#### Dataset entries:
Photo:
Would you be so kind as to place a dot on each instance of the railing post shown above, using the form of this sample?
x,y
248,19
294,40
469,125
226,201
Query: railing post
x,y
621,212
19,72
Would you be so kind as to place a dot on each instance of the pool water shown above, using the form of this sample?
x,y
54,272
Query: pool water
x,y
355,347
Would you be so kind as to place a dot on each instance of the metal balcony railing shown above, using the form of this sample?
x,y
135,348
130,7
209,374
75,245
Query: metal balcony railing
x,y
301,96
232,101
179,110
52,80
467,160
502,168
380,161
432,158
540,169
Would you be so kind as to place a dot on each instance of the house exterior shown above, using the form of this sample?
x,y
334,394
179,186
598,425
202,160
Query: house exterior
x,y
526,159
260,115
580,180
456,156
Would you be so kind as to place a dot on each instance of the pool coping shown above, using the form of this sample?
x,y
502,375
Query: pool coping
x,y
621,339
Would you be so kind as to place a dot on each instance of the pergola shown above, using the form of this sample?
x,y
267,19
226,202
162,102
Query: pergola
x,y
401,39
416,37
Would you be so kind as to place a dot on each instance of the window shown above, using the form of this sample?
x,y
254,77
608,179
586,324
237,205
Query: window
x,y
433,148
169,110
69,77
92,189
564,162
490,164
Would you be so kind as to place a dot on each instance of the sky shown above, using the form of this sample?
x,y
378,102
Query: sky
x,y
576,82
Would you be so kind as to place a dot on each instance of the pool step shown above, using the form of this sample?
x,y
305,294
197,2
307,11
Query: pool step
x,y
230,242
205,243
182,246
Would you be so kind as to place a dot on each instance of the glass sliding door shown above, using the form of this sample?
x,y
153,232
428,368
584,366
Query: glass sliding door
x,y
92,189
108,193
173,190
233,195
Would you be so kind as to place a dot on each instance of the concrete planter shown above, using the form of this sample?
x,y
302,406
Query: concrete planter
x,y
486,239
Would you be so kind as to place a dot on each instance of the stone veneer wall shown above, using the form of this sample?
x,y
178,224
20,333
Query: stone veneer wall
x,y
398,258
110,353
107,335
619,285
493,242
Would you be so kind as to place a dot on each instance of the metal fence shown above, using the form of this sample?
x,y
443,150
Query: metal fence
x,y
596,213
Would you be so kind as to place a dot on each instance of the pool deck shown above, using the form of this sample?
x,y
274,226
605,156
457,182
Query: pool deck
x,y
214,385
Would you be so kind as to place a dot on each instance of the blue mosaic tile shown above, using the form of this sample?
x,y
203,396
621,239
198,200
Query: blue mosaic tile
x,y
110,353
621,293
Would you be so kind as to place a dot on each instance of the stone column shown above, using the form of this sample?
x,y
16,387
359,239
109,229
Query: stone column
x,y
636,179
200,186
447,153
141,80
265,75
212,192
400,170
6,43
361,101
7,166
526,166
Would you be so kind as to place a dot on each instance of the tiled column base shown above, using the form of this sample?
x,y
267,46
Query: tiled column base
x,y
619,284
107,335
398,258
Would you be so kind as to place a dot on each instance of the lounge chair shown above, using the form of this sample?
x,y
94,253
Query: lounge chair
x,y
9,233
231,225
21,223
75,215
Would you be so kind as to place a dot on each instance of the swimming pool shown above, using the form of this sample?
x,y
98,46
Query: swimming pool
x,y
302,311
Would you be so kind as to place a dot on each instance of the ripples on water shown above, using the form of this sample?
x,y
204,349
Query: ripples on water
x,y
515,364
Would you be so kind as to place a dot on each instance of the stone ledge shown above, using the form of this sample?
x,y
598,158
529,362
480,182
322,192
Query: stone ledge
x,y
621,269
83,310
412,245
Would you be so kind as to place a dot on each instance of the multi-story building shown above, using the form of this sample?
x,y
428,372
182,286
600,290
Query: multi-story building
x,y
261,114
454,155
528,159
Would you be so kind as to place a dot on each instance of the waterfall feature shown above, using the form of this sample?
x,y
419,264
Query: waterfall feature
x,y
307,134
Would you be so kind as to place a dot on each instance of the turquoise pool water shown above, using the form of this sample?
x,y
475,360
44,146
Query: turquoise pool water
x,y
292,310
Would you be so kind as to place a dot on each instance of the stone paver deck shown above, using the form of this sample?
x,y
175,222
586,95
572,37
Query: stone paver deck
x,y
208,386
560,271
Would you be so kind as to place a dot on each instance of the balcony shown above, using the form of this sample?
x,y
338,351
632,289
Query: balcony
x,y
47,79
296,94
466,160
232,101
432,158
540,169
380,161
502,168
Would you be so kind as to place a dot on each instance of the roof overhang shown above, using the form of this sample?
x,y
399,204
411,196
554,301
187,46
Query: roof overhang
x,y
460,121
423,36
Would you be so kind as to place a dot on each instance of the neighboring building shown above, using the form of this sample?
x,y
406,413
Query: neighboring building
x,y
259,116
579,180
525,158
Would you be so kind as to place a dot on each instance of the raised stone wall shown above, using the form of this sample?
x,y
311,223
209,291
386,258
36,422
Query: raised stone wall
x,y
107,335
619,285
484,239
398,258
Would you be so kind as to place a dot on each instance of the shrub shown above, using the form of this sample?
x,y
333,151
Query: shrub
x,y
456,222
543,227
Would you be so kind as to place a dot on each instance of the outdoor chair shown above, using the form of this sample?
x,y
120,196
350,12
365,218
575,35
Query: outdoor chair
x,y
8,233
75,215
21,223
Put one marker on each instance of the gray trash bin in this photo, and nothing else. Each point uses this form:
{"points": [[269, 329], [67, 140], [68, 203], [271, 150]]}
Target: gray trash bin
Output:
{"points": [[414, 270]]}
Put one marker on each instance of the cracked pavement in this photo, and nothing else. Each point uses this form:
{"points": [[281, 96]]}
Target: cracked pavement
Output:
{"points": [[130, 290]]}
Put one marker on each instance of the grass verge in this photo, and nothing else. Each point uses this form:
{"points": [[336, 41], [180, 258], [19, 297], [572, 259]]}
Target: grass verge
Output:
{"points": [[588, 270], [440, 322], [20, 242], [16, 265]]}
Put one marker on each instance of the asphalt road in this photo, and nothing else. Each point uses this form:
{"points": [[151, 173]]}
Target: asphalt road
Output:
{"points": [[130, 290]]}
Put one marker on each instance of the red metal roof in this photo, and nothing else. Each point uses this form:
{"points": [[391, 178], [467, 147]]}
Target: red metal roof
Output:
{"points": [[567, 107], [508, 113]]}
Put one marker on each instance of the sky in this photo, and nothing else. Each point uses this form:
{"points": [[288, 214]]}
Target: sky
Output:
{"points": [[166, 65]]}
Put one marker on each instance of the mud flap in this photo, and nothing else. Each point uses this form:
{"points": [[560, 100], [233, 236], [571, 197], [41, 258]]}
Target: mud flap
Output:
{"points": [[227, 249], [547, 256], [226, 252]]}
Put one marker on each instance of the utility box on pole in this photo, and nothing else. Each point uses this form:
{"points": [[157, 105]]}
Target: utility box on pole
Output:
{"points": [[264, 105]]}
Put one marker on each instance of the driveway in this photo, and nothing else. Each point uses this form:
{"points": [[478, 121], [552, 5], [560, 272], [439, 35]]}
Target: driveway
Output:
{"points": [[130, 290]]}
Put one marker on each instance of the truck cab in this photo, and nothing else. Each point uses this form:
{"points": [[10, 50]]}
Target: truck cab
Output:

#### Problem to solve:
Every record, restated word for word, should make up your reply.

#### Solution to the exercise:
Photo:
Would you be so kind as to place a dot on each instance of the railing post shown above, using the form of this sample?
x,y
248,19
294,40
469,125
226,201
Query: railing post
x,y
621,212
19,72
Would you be so kind as to place a dot on each instance of the pool water shown above, using the form of this sample?
x,y
54,272
Query: pool water
x,y
355,347
Would you be so kind as to place a dot on each instance of the metal balcony railing shown above, using the form of this sample?
x,y
135,348
130,7
209,374
75,245
Query: metal balcony railing
x,y
301,96
232,101
179,110
52,80
467,160
502,168
380,161
432,158
540,169
Would you be so kind as to place a dot on each instance of the house exterior shown above, using the form of this sample?
x,y
334,394
179,186
598,425
202,160
Query: house exterior
x,y
526,159
260,115
580,180
456,156
Would you be so kind as to place a dot on each instance of the pool coping shown above, using the form of this sample?
x,y
502,375
Query: pool coping
x,y
621,339
Would you be so kind as to place a dot on each instance of the pergola shown above, using the form of this sample?
x,y
267,19
226,202
162,102
Query: pergola
x,y
401,39
416,37
Would you be so kind as to place a dot on each instance of the window shown above, using the form of this sample?
x,y
254,77
608,179
586,324
237,205
Query: window
x,y
433,148
169,110
69,77
92,189
564,162
490,164
Would you be so kind as to place a dot on each instance of the sky shown above, using the form of this sample?
x,y
378,102
Query: sky
x,y
576,82
Would you be so kind as to place a dot on each instance of the pool step shown above, using the form of this sample?
x,y
305,294
197,2
307,11
Query: pool step
x,y
230,242
205,243
182,246
Would you be so kind as to place a dot on each instance of the glass sliding door shown above, using the form of this sample?
x,y
153,232
428,368
584,366
Query: glass sliding door
x,y
92,189
108,193
173,190
233,195
Would you be so kind as to place a dot on each instance of the concrete planter shown above, using the form of this sample?
x,y
302,406
Query: concrete planter
x,y
486,239
Would you be so kind as to place a dot on each instance of the stone veneer wall shown above, using the form of this sample?
x,y
178,224
20,333
Query: stone veneer wall
x,y
398,258
110,353
107,335
619,285
493,242
Would you be so kind as to place a dot on each instance of the metal fence shown above, using the form of this sample?
x,y
443,150
Query: metal fence
x,y
596,213
Would you be so kind as to place a dot on each instance of the pool deck shown above, using the form of this sample?
x,y
274,226
605,156
457,182
Query: pool deck
x,y
214,385
Would you be so kind as to place a dot on each instance of the blue mosaic tile shown above, using the form of this sample?
x,y
203,396
621,239
198,200
Query: blue mosaic tile
x,y
110,353
621,293
Would you be so kind as to place a dot on each instance of the stone column shown above, using the form of this sample?
x,y
16,387
359,239
109,229
Query: stone column
x,y
636,179
200,186
447,153
141,80
265,75
212,192
400,170
6,43
361,101
7,166
526,166
Would you be so kind as to place a dot on each instance of the tiled column base shown above, using the form of this sample?
x,y
267,46
Query: tiled column base
x,y
619,284
107,335
398,258
Would you be so kind as to place a dot on each instance of the lounge chair shown above, using the form of this sample?
x,y
94,253
Query: lounge chair
x,y
9,233
231,225
21,223
75,215
Would you be so kind as to place a dot on each instance of the swimming pool shown above, using the form of this sample?
x,y
98,46
Query: swimming pool
x,y
302,311
Would you be so kind as to place a dot on each instance of the ripples on water shown above, using the form of this sample?
x,y
204,349
Query: ripples on water
x,y
515,364
Would you be so kind as to place a dot on each instance of the stone ledge shown above, using the form of this sample?
x,y
598,158
529,362
480,182
322,192
Query: stone ledge
x,y
621,269
83,310
412,245
Would you be so kind as to place a dot on each instance of the multi-story building shown above, using the form of this sample?
x,y
428,372
182,286
600,290
Query: multi-story building
x,y
261,114
454,155
528,159
Would you be so kind as to place a dot on each instance of the waterfall feature shown above, using the form of this sample?
x,y
419,264
Query: waterfall feature
x,y
307,134
Would you be so kind as to place a dot on each instance of the turquoise pool water shown above, using the form of this sample?
x,y
475,360
44,146
Query: turquoise pool water
x,y
292,310
Would you be so kind as to place a dot on each instance of the stone paver deck shown above, using the form of this sample?
x,y
175,222
586,95
572,37
Query: stone paver deck
x,y
208,386
560,271
Would you be so kind as to place a dot on each instance of the balcony shown above, using the form of this sample?
x,y
338,351
632,289
Query: balcony
x,y
47,79
296,94
466,160
232,101
432,158
540,169
380,161
502,168
Would you be so kind as to place a dot on each instance of the roof overhang shown above, using the form of this sample?
x,y
399,204
411,196
554,301
187,46
Query: roof overhang
x,y
460,121
423,36
Would you be so kind as to place a dot on each instance of the neighboring building shown above, using the form of this sample?
x,y
406,413
Query: neighboring building
x,y
259,116
579,180
525,158
Would you be so kind as to place a dot on each instance of the raised stone wall shown above, using the form of this sample?
x,y
311,223
209,291
386,258
36,422
Query: raised stone wall
x,y
107,335
619,285
484,239
398,258
Would you be so kind as to place a dot on each instance of the shrub shown above, using the form of this sample?
x,y
333,151
Query: shrub
x,y
456,222
543,227
Would you be so kind as to place a dot on each instance of the outdoor chair shown above, using the form of this sample?
x,y
120,196
350,12
365,218
575,35
Query: outdoor chair
x,y
8,233
75,215
21,223
Put one marker on each instance of the gray trash bin in this photo, and nothing else. Each point uses this form:
{"points": [[269, 329], [67, 140], [68, 203], [271, 150]]}
Target: gray trash bin
Output:
{"points": [[414, 270]]}
Put one marker on each instance of the cracked pavement in this photo, and nothing else. Each point uses this form:
{"points": [[281, 96]]}
Target: cracked pavement
Output:
{"points": [[130, 290]]}
Put one marker on each instance of the grass verge in this photo, and nothing else. Each point uses this form:
{"points": [[336, 41], [180, 258], [19, 297], [572, 259]]}
Target: grass verge
Output:
{"points": [[588, 270], [440, 322], [20, 242], [16, 265]]}
Put one marker on each instance of the asphalt road in this photo, and nothing else. Each point uses this form:
{"points": [[151, 173]]}
Target: asphalt road
Output:
{"points": [[130, 290]]}
Put one marker on each instance of the red metal roof in this photo, and nothing else. Each point uses this form:
{"points": [[391, 178], [467, 147]]}
Target: red metal roof
Output:
{"points": [[567, 107], [508, 113]]}
Put one marker on each instance of the sky in this photo, and nothing else. Each point uses this form:
{"points": [[288, 214]]}
Target: sky
Output:
{"points": [[166, 65]]}
Put one marker on each instance of the mud flap in this photo, and nothing else. Each point uses this form:
{"points": [[560, 100], [233, 236], [571, 197], [41, 258]]}
Target: mud flap
Output:
{"points": [[227, 249], [547, 256], [226, 252]]}
Put one marker on each instance of the utility box on pole in this photo, and nothing else. Each point uses this form:
{"points": [[157, 105]]}
Target: utility box on pole
Output:
{"points": [[264, 105]]}
Put one marker on each instance of the driveway in this photo, and nothing else. Each point uses this form:
{"points": [[478, 121], [552, 5], [560, 272], [439, 35]]}
Target: driveway
Output:
{"points": [[130, 290]]}
Put one marker on each instance of the truck cab in this photo, and nothing else. Each point uses this form:
{"points": [[10, 50]]}
Target: truck cab
Output:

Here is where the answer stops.